→ **Wat gevraagd wordt**
Beantwoord aan de hand van het brondocument de volgende vragen:
1. Welk zaaknummer heeft de zaak?
2. Voor hoeveel locomotieven werd een vergunning voor indienststelling aangevraagd?
3. Waarom was de staatssecretaris volgens de rechtbank onbevoegd om op de vergunningaanvraag te beslissen?

ECLI:NL:RBROT:2015:4467

Rechtbank Rotterdam

Datum uitspraak
25 juni 2015
Publicatiedatum
23 juni 2015
Zaaknummer
ROT 14-3548
Instantie
Rechtbank Rotterdam
Type
Uitspraak
Rechtsgebied
Bestuursrecht
Procedures
  • Eerste aanleg - meervoudig
Vindplaatsen
  • Rechtspraak.nl
AI samenvatting door LexboostAutomatisch gegenereerd

Beoordeling van de afwijzing van een vergunningaanvraag voor indienststelling van locomotieven op basis van de Spoorwegwet en het Besluit spoorverkeer

In deze zaak heeft de Rechtbank Rotterdam op 25 juni 2015 uitspraak gedaan in een geschil tussen de staatssecretaris van Infrastructuur en Milieu en een eiseres die een vergunning had aangevraagd voor de indienststelling van twee locomotieven. De staatssecretaris had de aanvraag afgewezen, waarna de eiseres beroep instelde. De rechtbank oordeelde dat de staatssecretaris onbevoegd was om op de vergunningaanvraag te beslissen, omdat de aanvraag onder het overgangsrecht van de Spoorwegwet viel. De rechtbank concludeerde dat de bepleite beperkte uitleg van het overgangsrecht zou leiden tot ongerechtvaardigde rechtsongelijkheid. De rechtbank verklaarde het beroep gegrond, vernietigde het bestreden besluit, herstelde het primaire besluit en kende schadevergoeding toe aan de eiseres. De rechtbank oordeelde dat de staatssecretaris de aanvraag niet in behandeling had mogen nemen en dat de eiseres recht had op vergoeding van de door haar gemaakte proceskosten en het betaalde griffierecht. De uitspraak is openbaar gedaan en partijen zijn op de hoogte gesteld van de beslissing.

→ **Aangeleverde regels**
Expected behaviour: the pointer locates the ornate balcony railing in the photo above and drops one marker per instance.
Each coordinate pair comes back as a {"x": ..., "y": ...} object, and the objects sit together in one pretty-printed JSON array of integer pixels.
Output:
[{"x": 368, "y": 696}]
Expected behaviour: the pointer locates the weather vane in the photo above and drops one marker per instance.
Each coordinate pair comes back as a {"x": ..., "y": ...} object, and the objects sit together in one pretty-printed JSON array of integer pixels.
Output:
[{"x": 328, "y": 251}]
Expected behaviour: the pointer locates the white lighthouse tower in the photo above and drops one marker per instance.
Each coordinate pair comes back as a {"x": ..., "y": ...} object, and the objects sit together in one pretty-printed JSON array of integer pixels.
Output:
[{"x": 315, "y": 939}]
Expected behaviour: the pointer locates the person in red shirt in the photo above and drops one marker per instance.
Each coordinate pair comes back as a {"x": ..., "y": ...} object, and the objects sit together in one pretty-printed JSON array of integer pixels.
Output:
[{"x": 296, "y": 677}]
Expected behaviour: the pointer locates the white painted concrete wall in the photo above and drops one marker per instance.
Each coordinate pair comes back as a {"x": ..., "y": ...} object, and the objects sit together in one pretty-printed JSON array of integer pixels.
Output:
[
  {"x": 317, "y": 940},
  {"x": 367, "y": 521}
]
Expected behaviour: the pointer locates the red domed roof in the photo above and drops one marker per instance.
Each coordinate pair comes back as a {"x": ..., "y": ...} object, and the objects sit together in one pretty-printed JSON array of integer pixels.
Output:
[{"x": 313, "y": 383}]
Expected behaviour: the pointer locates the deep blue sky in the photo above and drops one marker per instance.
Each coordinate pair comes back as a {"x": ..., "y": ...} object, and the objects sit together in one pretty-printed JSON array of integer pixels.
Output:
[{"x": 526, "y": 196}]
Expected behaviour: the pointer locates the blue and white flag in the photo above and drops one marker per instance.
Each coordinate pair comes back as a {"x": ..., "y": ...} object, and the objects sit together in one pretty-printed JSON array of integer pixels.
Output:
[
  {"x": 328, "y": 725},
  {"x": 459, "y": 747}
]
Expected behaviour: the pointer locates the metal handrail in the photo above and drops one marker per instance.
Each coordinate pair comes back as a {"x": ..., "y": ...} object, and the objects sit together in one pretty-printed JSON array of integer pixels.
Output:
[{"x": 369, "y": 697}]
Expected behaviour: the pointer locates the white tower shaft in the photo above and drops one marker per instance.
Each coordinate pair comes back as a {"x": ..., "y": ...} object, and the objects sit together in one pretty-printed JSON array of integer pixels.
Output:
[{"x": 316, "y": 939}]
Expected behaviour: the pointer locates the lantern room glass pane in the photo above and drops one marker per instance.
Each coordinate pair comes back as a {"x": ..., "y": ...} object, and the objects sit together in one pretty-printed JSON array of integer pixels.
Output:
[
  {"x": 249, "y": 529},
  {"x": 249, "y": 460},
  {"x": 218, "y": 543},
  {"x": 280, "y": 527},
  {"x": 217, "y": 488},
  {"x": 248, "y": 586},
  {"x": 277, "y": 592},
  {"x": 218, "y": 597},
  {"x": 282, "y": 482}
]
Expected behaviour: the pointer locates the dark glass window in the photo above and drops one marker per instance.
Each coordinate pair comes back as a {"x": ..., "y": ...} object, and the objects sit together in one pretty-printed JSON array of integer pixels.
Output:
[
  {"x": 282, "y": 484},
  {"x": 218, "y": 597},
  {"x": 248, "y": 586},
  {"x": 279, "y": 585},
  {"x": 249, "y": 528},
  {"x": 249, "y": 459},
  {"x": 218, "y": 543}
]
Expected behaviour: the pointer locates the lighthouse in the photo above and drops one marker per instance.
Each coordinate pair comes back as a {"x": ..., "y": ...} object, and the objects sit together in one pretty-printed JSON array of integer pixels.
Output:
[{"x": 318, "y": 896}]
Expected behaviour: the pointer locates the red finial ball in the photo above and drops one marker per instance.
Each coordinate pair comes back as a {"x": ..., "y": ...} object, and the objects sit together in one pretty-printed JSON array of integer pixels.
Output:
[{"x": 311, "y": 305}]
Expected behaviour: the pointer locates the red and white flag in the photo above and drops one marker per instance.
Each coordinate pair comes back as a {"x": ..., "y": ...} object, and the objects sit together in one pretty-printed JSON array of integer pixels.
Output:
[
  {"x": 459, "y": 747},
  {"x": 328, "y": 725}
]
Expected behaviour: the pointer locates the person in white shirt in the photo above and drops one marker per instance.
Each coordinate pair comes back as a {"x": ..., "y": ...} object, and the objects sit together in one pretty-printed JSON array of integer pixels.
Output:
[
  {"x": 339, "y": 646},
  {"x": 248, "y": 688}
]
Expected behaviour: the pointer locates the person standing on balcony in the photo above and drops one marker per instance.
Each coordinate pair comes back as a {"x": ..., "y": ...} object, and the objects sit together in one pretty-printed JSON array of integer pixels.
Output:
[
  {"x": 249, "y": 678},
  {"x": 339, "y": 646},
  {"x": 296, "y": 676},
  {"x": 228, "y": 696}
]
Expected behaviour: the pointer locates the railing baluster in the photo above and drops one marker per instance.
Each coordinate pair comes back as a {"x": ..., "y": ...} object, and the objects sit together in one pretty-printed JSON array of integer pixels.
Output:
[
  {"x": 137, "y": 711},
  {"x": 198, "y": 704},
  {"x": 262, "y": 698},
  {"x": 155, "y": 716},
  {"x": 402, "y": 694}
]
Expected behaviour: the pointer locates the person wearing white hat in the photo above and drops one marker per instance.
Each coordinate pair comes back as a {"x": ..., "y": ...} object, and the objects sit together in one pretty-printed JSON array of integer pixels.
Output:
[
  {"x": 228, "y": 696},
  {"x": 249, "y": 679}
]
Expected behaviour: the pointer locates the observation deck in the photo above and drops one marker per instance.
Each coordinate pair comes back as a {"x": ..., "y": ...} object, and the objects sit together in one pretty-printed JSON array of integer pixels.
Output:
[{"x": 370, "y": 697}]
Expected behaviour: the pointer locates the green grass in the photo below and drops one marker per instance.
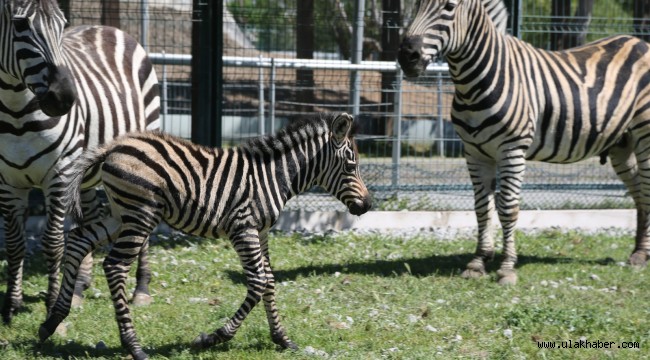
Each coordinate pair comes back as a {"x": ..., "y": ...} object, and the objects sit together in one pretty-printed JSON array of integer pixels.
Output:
[{"x": 365, "y": 297}]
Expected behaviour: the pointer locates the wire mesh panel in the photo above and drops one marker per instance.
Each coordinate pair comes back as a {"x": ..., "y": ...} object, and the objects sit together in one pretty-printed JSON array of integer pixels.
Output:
[{"x": 287, "y": 59}]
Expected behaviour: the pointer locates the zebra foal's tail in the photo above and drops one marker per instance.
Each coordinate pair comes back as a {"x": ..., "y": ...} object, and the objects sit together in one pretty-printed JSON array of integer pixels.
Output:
[{"x": 90, "y": 158}]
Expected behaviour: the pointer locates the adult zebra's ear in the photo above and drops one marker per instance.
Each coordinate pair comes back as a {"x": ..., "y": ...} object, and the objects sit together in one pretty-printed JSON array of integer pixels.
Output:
[{"x": 341, "y": 126}]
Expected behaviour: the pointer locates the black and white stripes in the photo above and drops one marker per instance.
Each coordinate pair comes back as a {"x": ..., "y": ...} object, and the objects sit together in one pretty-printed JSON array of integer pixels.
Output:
[
  {"x": 60, "y": 92},
  {"x": 236, "y": 192},
  {"x": 514, "y": 103}
]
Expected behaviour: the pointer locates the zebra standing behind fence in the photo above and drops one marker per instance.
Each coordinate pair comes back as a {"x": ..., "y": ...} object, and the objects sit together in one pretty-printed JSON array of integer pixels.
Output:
[
  {"x": 60, "y": 92},
  {"x": 514, "y": 103},
  {"x": 236, "y": 192}
]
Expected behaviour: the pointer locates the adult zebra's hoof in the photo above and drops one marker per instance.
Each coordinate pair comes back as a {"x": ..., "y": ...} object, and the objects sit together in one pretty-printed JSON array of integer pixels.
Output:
[
  {"x": 77, "y": 301},
  {"x": 475, "y": 269},
  {"x": 507, "y": 277},
  {"x": 283, "y": 341},
  {"x": 139, "y": 355},
  {"x": 141, "y": 299},
  {"x": 638, "y": 258}
]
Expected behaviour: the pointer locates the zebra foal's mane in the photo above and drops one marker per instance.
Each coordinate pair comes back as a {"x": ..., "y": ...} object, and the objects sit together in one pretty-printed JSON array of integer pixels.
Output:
[{"x": 312, "y": 126}]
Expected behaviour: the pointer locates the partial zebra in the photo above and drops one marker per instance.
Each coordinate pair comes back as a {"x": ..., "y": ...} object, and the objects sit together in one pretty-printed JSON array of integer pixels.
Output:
[
  {"x": 514, "y": 103},
  {"x": 60, "y": 92},
  {"x": 235, "y": 192}
]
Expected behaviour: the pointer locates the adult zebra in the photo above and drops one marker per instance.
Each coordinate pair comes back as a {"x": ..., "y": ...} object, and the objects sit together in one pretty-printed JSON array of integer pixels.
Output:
[
  {"x": 514, "y": 103},
  {"x": 60, "y": 92},
  {"x": 236, "y": 192}
]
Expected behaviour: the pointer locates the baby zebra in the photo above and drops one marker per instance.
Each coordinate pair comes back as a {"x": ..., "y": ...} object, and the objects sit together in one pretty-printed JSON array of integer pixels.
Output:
[{"x": 236, "y": 192}]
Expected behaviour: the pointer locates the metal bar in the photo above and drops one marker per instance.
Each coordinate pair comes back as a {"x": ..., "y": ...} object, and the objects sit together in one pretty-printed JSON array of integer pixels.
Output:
[
  {"x": 357, "y": 55},
  {"x": 272, "y": 96},
  {"x": 441, "y": 122},
  {"x": 241, "y": 61},
  {"x": 260, "y": 95},
  {"x": 397, "y": 129},
  {"x": 163, "y": 95},
  {"x": 144, "y": 24}
]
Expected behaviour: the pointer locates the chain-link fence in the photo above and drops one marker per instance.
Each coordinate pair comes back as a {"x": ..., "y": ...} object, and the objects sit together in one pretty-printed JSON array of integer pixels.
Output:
[{"x": 411, "y": 157}]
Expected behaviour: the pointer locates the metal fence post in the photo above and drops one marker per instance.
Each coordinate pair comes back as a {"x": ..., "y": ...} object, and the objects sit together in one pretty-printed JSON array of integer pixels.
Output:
[
  {"x": 357, "y": 55},
  {"x": 397, "y": 128},
  {"x": 441, "y": 122},
  {"x": 272, "y": 96},
  {"x": 207, "y": 71},
  {"x": 260, "y": 95},
  {"x": 163, "y": 93},
  {"x": 144, "y": 25}
]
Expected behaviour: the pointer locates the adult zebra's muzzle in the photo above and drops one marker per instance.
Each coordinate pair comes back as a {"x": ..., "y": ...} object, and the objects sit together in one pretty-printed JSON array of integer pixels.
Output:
[
  {"x": 410, "y": 56},
  {"x": 57, "y": 99},
  {"x": 360, "y": 206}
]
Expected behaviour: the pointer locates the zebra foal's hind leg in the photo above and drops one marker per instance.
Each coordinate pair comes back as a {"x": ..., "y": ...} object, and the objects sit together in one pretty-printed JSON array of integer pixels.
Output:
[
  {"x": 482, "y": 174},
  {"x": 278, "y": 333},
  {"x": 247, "y": 245},
  {"x": 624, "y": 162},
  {"x": 82, "y": 241},
  {"x": 13, "y": 205}
]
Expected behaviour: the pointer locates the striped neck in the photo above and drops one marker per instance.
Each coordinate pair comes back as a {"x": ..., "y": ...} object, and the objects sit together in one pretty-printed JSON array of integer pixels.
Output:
[
  {"x": 294, "y": 154},
  {"x": 475, "y": 58}
]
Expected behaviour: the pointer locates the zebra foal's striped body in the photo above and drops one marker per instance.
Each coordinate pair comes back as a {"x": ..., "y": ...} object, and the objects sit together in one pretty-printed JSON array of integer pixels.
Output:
[
  {"x": 236, "y": 192},
  {"x": 60, "y": 92},
  {"x": 514, "y": 103}
]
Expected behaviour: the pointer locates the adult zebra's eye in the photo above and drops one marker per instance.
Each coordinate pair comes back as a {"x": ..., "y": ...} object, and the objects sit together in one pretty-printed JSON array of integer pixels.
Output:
[{"x": 350, "y": 167}]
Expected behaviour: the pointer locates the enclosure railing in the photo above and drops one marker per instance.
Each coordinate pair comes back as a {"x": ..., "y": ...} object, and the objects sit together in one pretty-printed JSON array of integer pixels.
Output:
[{"x": 272, "y": 64}]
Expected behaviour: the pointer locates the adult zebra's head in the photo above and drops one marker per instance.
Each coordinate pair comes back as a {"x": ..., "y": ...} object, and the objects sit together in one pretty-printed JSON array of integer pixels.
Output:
[
  {"x": 340, "y": 162},
  {"x": 428, "y": 36},
  {"x": 31, "y": 44}
]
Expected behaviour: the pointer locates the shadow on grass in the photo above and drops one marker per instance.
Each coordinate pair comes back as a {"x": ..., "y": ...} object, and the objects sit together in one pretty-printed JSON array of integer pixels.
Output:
[
  {"x": 438, "y": 265},
  {"x": 72, "y": 350}
]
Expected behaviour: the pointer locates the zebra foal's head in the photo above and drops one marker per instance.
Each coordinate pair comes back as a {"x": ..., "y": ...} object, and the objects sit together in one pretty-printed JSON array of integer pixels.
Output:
[
  {"x": 340, "y": 161},
  {"x": 31, "y": 44}
]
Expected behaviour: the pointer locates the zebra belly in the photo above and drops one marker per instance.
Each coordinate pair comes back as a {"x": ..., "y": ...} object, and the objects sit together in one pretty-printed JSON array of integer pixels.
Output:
[{"x": 27, "y": 159}]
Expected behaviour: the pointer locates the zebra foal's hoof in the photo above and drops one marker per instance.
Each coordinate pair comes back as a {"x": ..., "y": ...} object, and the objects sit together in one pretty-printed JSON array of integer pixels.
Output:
[
  {"x": 507, "y": 277},
  {"x": 207, "y": 340},
  {"x": 472, "y": 274},
  {"x": 141, "y": 299},
  {"x": 638, "y": 258}
]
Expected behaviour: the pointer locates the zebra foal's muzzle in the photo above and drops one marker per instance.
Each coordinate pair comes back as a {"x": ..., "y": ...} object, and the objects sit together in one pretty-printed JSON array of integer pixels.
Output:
[
  {"x": 360, "y": 206},
  {"x": 410, "y": 56},
  {"x": 57, "y": 99}
]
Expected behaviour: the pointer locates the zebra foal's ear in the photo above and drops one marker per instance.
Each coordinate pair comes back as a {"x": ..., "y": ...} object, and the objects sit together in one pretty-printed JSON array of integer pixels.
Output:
[{"x": 341, "y": 126}]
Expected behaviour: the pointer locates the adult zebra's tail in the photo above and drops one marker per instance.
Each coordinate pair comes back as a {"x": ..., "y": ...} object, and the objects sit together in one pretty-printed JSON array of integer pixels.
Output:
[{"x": 89, "y": 159}]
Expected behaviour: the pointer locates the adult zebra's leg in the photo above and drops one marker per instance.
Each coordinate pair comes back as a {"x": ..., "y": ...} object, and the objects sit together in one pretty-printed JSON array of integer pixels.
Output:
[
  {"x": 512, "y": 166},
  {"x": 482, "y": 174},
  {"x": 82, "y": 241},
  {"x": 247, "y": 245},
  {"x": 141, "y": 295},
  {"x": 13, "y": 204},
  {"x": 625, "y": 165},
  {"x": 278, "y": 333}
]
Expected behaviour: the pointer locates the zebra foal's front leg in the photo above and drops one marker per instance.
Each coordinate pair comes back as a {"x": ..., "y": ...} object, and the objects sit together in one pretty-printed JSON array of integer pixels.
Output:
[
  {"x": 482, "y": 174},
  {"x": 248, "y": 247},
  {"x": 278, "y": 333},
  {"x": 82, "y": 241}
]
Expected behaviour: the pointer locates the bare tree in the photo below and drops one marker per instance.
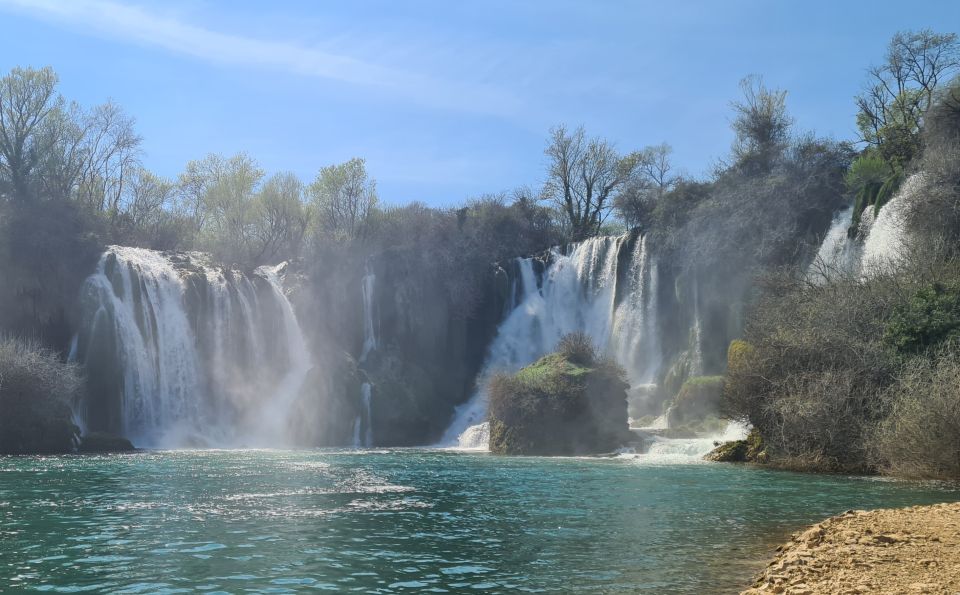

→ **Resultaat hieronder**
1. ROT 14-3548
2. Twee
3. De aanvraag viel onder het overgangsrecht van de Spoorwegwet.